----- SEÇÃO DO DOCUMENTO
Cresce pressão para destruir vírus da varíola

15/03/2011 10:01

Cresce pressão para destruir vírus da varíola

"Sentimos que o mundo ficaria mais seguro sem a existência desses estoques.

Mais de três décadas após a erradicação da varíola, ressurgiu com nova intensidade uma disputa internacional sobre a oportunidade de destruir os únicos espécimes existentes do vírus que causou um dos piores flagelos que já assolaram a humanidade - responsável pela morte de pelo menos 300 milhões de pessoas apenas no século 20.


Autoridades em saúde pública, especialistas em doenças infecciosas e até experts em segurança nacional sustentam que chegou a hora de finalmente incinerar centenas de frascos do patógeno mantidos em dois laboratórios de alta segurança nos Estados Unidos e na Rússia.

"Sentimos que o mundo ficaria mais seguro sem a existência desses estoques. Por que correr o risco de os vírus escaparem e a doença ressurgir?", disse Lin Li Ching, um pesquisador da Third World Network, uma associação internacional de pesquisa e advocacia baseada na Malásia.

Mas os governos americano e russo, que postergaram por diversas vezes a incineração das amostras, estão batalhando por uma nova protelação na execução do vírus. Os cientistas precisam dos vírus vivos, eles dizem, para preparar vacinas melhores e terminar o desenvolvimento dos primeiros tratamentos para o caso de o micróbio mortal de alguma forma se desgarrar - por acidente, por ato de um bioterrorista ou por sua recriação a partir de registros computadorizados de suas sequências de DNA.
----------
_INSTRUÇÕES DO EXERCÍCIO_. De acordo com a notícia sobre o vírus da varíola, em quais países ficam os dois laboratórios de alta segurança que mantêm os frascos do patógeno? Baseie-se exclusivamente no texto.
----- DADOS EXTRAÍDOS
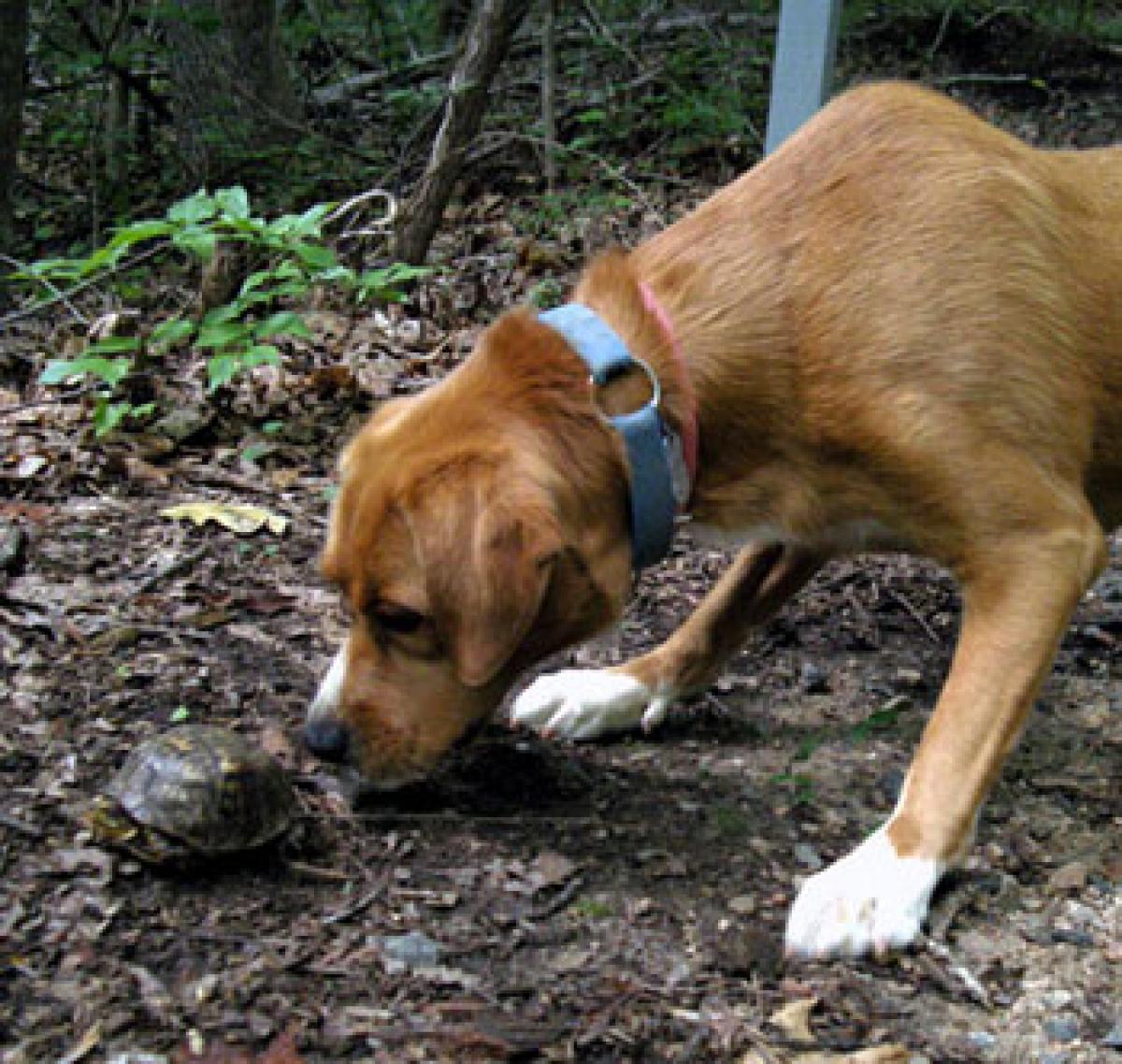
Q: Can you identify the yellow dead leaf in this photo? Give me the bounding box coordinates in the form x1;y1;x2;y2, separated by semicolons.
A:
159;500;288;536
740;1045;911;1064
768;998;818;1042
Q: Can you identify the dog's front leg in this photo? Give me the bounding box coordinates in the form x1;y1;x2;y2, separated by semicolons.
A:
511;543;826;740
786;517;1106;957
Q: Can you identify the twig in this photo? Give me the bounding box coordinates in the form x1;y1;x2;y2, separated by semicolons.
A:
0;812;44;839
0;254;90;325
888;590;941;643
932;74;1045;91
529;875;584;920
0;240;167;326
133;547;209;598
469;131;667;226
921;935;993;1009
321;874;392;924
542;0;557;192
0;384;101;418
324;189;397;236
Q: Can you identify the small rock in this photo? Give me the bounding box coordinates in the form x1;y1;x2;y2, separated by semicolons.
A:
----------
_RESOLUÇÃO DO PROBLEMA_. Nos Estados Unidos e na Rússia.